Given task —
Reproduce word for word the passage on whether Section 185 of the Land Reforms Act bars the suit.

Selection —
========

14. I have however enquired from the counsel for the respondent/ defendant/cross-objectioner, whether all agricultural lands in Delhi are governed by the Land Reforms Act. As per my knowledge, while some lands are governed by the Land Reforms Act, other lands are governed by the Punjab Land Revenue Act, 1887. Not only so, the impugned order dated 17th January, 2015 also takes note of the dicta of this Court in Neelima Gupta vs. Yogesh Saroha 156 (2009) DLT 129 holding that once agricultural lands are encroached upon and used for other purposes, they cease to be agricultural and the bar of Section 185 would not apply.
15. Moreover, the order dated 11th April, 1990 was only on the issue of valuation and not on the issue of, whether the suit was barred by Section 185 of the Land Reforms Act and merely because the valuation has been determined believing the nature of the land to be agricultural would not again in my view amount to a finding of the suit being barred by Section 185. Interestingly, a reading of the order dated 11th April, 1990 shows that the respondent/defendant/cross objectioner was then controverting the land to be agricultural. Findings of fact, particularly as to jurisdiction of court, cannot be based on inferences.

========

Provided records —

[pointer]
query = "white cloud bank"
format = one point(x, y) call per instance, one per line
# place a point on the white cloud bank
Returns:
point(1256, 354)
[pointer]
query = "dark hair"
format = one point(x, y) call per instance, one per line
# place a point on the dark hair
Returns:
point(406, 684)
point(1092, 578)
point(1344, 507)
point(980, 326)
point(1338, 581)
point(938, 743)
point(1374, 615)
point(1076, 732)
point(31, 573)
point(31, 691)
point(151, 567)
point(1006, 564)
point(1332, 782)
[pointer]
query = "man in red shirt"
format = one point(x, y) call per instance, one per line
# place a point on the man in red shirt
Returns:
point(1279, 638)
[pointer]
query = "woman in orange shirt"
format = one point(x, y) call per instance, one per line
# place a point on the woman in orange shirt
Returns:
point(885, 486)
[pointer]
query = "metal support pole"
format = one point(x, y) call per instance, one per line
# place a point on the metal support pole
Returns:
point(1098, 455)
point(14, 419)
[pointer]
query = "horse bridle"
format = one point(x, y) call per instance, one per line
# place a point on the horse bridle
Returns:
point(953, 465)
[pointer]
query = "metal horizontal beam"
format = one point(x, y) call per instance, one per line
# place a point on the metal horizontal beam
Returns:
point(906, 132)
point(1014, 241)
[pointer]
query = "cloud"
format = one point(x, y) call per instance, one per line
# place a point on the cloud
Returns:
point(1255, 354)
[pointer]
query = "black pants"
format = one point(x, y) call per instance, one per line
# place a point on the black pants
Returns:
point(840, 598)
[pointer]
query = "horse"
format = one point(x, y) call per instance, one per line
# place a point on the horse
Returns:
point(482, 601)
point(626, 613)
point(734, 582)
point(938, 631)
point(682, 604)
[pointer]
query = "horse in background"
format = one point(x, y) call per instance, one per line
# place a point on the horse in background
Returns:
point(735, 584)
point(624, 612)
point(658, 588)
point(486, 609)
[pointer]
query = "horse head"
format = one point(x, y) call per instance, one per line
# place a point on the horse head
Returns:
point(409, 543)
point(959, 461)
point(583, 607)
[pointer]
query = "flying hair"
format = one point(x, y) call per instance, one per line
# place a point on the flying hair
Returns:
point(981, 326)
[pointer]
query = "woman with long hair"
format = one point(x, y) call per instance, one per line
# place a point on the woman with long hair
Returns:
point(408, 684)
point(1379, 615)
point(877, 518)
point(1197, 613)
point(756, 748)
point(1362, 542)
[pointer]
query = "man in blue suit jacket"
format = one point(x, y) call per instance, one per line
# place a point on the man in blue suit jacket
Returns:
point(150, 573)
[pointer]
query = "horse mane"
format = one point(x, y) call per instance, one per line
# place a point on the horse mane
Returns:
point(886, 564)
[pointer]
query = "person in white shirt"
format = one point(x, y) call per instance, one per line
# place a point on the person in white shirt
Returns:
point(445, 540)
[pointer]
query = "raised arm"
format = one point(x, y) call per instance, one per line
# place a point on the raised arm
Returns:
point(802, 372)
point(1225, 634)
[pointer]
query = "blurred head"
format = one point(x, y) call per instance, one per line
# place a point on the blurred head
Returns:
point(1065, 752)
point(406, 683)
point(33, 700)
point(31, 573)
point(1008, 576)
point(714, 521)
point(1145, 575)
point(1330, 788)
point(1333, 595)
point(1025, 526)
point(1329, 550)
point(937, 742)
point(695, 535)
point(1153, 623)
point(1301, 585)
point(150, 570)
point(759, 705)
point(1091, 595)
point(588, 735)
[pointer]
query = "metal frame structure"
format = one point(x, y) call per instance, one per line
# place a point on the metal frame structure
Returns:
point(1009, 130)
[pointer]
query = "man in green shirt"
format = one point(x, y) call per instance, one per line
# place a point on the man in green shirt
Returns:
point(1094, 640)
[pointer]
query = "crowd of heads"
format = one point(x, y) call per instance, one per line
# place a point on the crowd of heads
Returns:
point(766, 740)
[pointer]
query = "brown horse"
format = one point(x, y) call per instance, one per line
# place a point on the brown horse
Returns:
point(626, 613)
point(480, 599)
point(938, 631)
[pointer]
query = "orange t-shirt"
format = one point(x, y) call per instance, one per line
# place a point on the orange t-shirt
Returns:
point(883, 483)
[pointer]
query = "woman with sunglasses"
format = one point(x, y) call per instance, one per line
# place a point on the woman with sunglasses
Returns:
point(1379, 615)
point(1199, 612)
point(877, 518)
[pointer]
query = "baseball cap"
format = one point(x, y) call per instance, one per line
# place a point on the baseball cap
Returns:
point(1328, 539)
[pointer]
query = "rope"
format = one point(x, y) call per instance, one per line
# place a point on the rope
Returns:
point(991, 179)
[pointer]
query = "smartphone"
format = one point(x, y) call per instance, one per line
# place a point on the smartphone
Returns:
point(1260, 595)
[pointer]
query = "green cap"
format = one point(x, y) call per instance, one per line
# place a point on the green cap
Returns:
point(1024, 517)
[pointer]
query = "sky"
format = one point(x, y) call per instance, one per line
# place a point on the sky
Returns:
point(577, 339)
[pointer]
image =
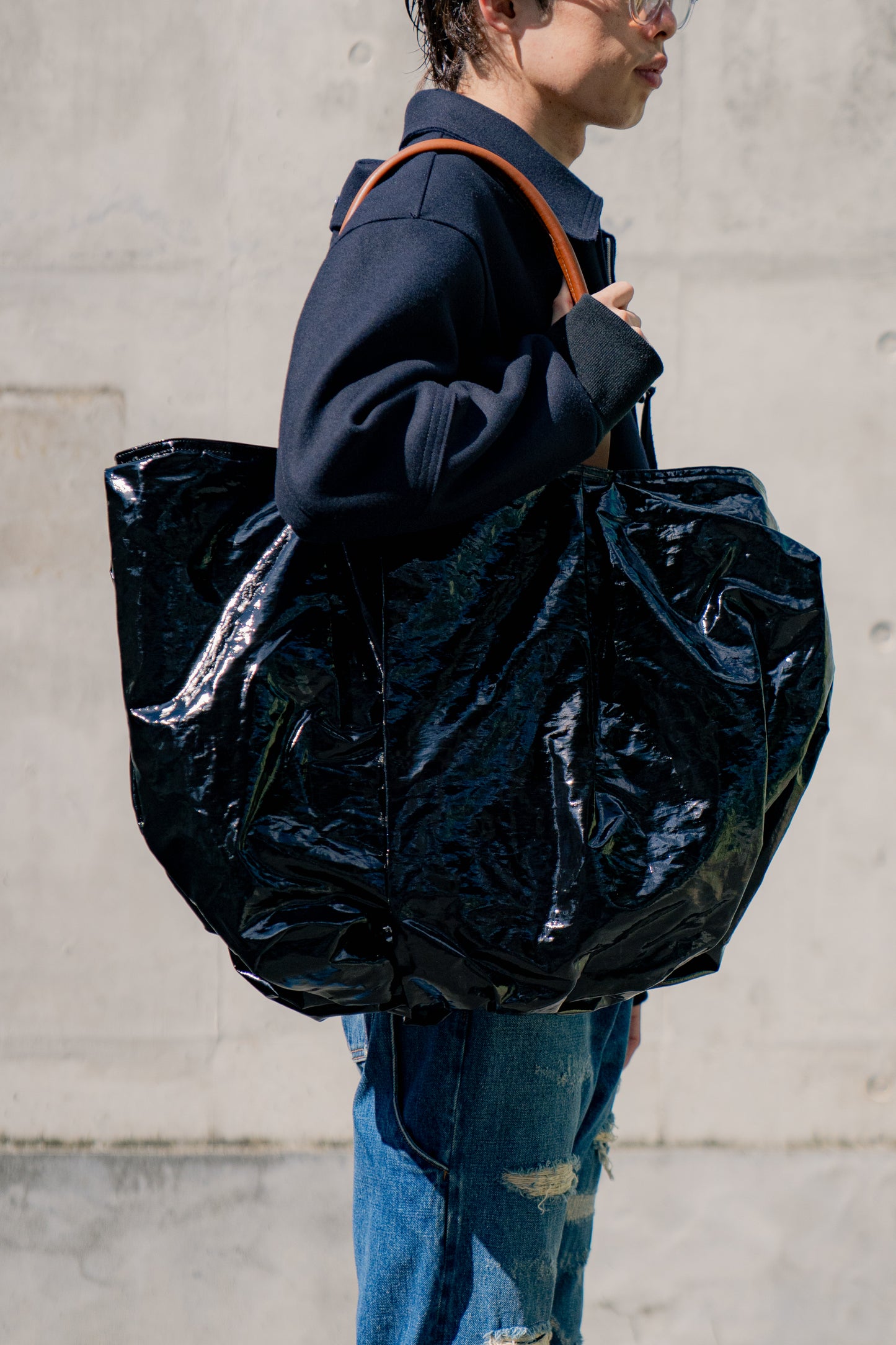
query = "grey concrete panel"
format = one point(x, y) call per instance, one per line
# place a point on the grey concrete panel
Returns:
point(168, 172)
point(692, 1247)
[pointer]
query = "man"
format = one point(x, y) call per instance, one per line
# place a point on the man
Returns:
point(441, 370)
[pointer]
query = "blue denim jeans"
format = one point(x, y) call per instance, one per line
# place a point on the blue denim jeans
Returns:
point(479, 1145)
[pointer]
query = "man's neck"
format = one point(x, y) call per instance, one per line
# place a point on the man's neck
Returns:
point(548, 123)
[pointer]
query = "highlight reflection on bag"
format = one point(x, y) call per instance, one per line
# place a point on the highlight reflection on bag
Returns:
point(538, 762)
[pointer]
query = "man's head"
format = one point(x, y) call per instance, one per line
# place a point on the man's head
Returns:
point(595, 61)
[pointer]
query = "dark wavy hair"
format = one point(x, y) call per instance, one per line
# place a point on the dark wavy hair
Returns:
point(450, 34)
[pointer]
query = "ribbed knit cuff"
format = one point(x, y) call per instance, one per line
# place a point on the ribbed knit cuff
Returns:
point(614, 365)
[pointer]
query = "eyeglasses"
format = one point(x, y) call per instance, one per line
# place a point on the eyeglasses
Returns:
point(648, 11)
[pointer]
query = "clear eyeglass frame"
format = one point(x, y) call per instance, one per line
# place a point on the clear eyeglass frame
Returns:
point(647, 11)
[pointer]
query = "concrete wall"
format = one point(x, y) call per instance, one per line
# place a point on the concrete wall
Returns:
point(167, 178)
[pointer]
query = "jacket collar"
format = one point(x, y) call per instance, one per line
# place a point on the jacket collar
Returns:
point(437, 112)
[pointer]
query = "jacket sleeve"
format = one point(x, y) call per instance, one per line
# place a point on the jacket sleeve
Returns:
point(383, 431)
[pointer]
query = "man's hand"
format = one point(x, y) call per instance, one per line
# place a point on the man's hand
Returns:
point(634, 1034)
point(616, 298)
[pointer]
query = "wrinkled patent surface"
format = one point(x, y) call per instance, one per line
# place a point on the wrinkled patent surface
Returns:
point(535, 763)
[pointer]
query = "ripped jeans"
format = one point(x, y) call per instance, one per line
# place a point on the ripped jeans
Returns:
point(479, 1145)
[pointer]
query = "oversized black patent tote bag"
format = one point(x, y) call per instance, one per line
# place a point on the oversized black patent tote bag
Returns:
point(534, 763)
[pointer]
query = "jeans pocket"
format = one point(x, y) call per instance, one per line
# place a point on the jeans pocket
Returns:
point(398, 1109)
point(358, 1036)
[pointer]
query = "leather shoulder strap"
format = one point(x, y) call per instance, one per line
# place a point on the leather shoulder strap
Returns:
point(562, 246)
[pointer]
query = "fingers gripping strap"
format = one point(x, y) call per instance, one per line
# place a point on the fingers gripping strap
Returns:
point(562, 246)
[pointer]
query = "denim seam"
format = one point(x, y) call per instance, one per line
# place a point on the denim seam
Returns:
point(451, 1196)
point(417, 1149)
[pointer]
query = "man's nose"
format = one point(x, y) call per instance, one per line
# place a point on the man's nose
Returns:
point(664, 25)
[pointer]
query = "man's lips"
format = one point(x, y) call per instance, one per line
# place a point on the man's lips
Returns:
point(652, 73)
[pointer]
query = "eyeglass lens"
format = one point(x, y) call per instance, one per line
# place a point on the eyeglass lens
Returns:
point(647, 11)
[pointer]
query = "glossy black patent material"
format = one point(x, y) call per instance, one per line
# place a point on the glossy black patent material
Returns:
point(539, 762)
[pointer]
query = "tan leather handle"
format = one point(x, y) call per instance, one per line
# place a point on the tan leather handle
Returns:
point(562, 246)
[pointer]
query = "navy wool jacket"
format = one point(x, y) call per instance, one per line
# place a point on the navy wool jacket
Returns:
point(426, 382)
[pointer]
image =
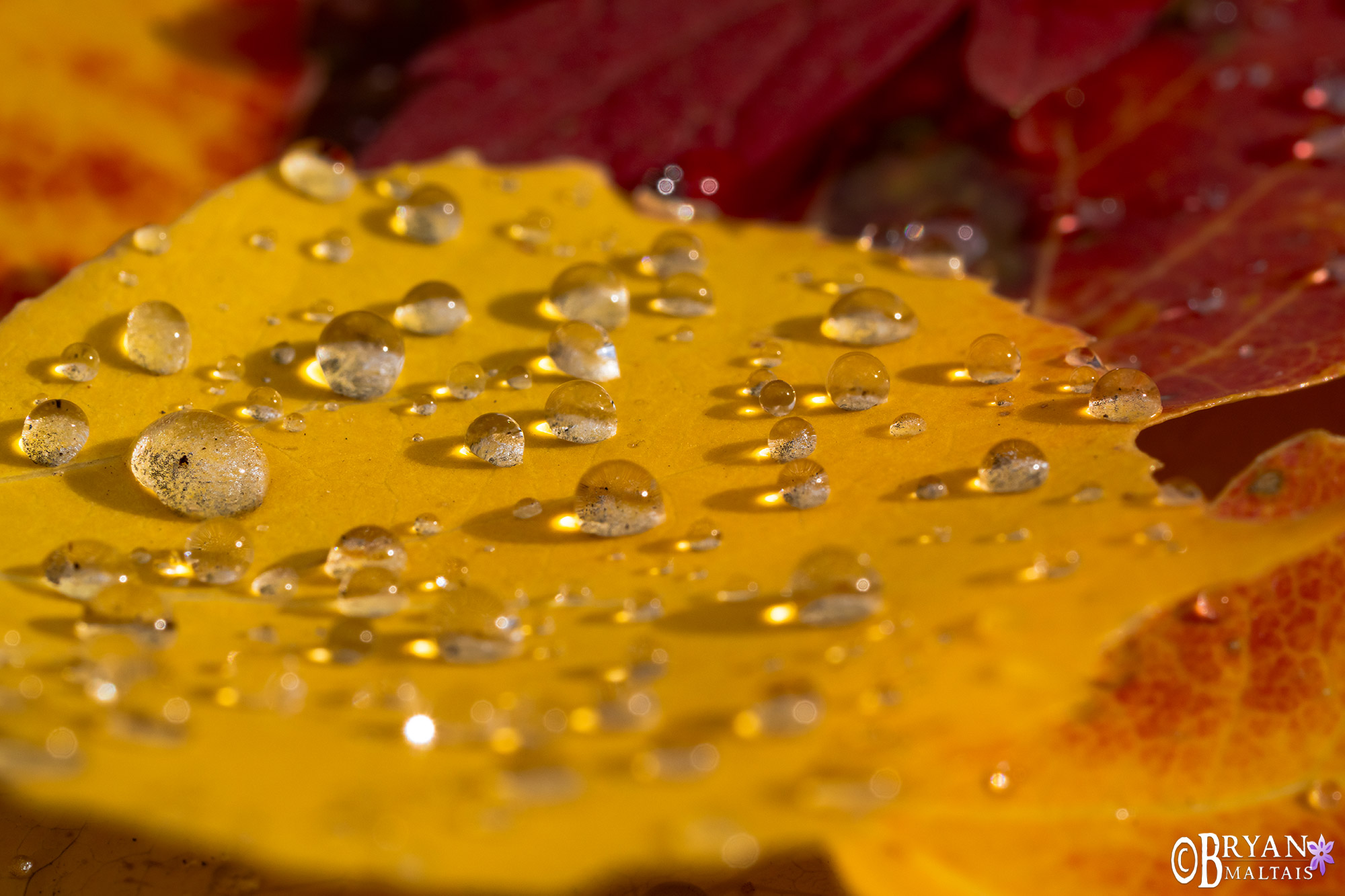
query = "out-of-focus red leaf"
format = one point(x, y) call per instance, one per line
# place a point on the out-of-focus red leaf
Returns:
point(1022, 50)
point(1202, 271)
point(746, 88)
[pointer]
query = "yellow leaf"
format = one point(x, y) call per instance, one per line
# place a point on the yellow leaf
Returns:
point(578, 758)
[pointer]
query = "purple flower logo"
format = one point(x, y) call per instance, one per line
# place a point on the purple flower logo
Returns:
point(1321, 852)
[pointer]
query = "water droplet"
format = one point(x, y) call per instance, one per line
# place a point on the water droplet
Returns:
point(758, 380)
point(584, 350)
point(279, 581)
point(993, 360)
point(477, 626)
point(497, 439)
point(528, 507)
point(158, 338)
point(618, 498)
point(219, 552)
point(318, 169)
point(792, 439)
point(336, 248)
point(432, 309)
point(1083, 380)
point(1013, 464)
point(466, 380)
point(264, 404)
point(365, 546)
point(1125, 395)
point(778, 397)
point(672, 253)
point(361, 354)
point(859, 381)
point(54, 432)
point(594, 294)
point(321, 311)
point(582, 412)
point(684, 295)
point(83, 568)
point(371, 592)
point(804, 483)
point(151, 240)
point(432, 214)
point(870, 317)
point(79, 362)
point(907, 425)
point(767, 353)
point(931, 489)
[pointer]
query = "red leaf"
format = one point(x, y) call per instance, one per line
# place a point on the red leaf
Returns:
point(744, 87)
point(1022, 50)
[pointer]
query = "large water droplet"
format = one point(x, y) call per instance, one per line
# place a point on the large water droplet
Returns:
point(582, 412)
point(592, 292)
point(365, 546)
point(201, 464)
point(672, 253)
point(158, 338)
point(1013, 464)
point(792, 439)
point(584, 350)
point(1125, 396)
point(219, 552)
point(54, 432)
point(859, 381)
point(618, 498)
point(804, 483)
point(361, 354)
point(432, 214)
point(684, 295)
point(79, 362)
point(993, 360)
point(432, 309)
point(870, 317)
point(497, 439)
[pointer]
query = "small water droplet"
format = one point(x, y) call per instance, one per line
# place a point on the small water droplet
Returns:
point(870, 317)
point(672, 253)
point(931, 489)
point(151, 240)
point(201, 464)
point(219, 552)
point(79, 362)
point(319, 170)
point(584, 350)
point(592, 292)
point(804, 483)
point(618, 498)
point(432, 309)
point(859, 381)
point(778, 397)
point(993, 360)
point(582, 412)
point(432, 214)
point(1012, 466)
point(336, 248)
point(158, 338)
point(361, 354)
point(1125, 396)
point(54, 432)
point(792, 439)
point(264, 404)
point(907, 425)
point(497, 439)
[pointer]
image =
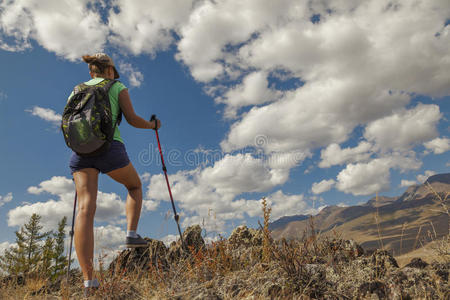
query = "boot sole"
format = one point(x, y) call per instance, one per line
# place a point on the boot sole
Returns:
point(136, 246)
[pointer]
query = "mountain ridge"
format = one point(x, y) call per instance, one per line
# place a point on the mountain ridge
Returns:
point(399, 223)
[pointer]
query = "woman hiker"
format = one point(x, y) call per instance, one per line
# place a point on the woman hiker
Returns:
point(115, 163)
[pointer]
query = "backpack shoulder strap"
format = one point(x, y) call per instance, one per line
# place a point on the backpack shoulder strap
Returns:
point(107, 84)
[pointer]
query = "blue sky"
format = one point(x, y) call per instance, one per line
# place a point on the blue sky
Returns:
point(306, 104)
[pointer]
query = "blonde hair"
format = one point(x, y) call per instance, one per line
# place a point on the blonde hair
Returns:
point(96, 65)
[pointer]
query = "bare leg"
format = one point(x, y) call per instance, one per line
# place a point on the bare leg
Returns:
point(86, 182)
point(130, 179)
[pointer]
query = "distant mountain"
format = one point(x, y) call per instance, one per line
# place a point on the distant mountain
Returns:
point(283, 221)
point(405, 223)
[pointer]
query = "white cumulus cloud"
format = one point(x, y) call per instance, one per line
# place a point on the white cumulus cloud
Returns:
point(5, 199)
point(438, 145)
point(110, 207)
point(405, 128)
point(55, 25)
point(421, 178)
point(135, 77)
point(322, 186)
point(46, 114)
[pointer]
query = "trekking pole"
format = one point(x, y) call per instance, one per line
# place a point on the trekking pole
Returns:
point(176, 216)
point(71, 236)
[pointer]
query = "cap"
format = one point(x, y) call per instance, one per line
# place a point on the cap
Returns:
point(104, 58)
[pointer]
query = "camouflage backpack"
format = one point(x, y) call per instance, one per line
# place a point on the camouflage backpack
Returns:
point(87, 119)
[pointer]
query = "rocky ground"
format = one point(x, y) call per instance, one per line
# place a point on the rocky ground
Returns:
point(250, 265)
point(246, 267)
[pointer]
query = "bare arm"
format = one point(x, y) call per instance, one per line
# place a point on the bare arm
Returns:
point(128, 111)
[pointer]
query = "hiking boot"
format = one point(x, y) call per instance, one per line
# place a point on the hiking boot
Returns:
point(136, 242)
point(90, 291)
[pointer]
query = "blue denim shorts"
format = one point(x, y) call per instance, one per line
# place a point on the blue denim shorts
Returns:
point(115, 158)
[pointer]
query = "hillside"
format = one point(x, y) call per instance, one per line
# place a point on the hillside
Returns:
point(405, 223)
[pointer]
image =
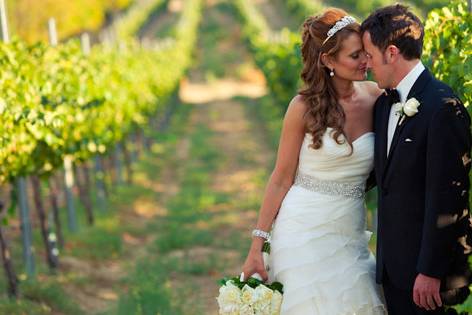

========

The solution —
14. I have however enquired from the counsel for the respondent/ defendant/cross-objectioner, whether all agricultural lands in Delhi are governed by the Land Reforms Act. As per my knowledge, while some lands are governed by the Land Reforms Act, other lands are governed by the Punjab Land Revenue Act, 1887. Not only so, the impugned order dated 17th January, 2015 also takes note of the dicta of this Court in Neelima Gupta vs. Yogesh Saroha 156 (2009) DLT 129 holding that once agricultural lands are encroached upon and used for other purposes, they cease to be agricultural and the bar of Section 185 would not apply.
15. Moreover, the order dated 11th April, 1990 was only on the issue of valuation and not on the issue of, whether the suit was barred by Section 185 of the Land Reforms Act and merely because the valuation has been determined believing the nature of the land to be agricultural would not again in my view amount to a finding of the suit being barred by Section 185. Interestingly, a reading of the order dated 11th April, 1990 shows that the respondent/defendant/cross objectioner was then controverting the land to be agricultural. Findings of fact, particularly as to jurisdiction of court, cannot be based on inferences.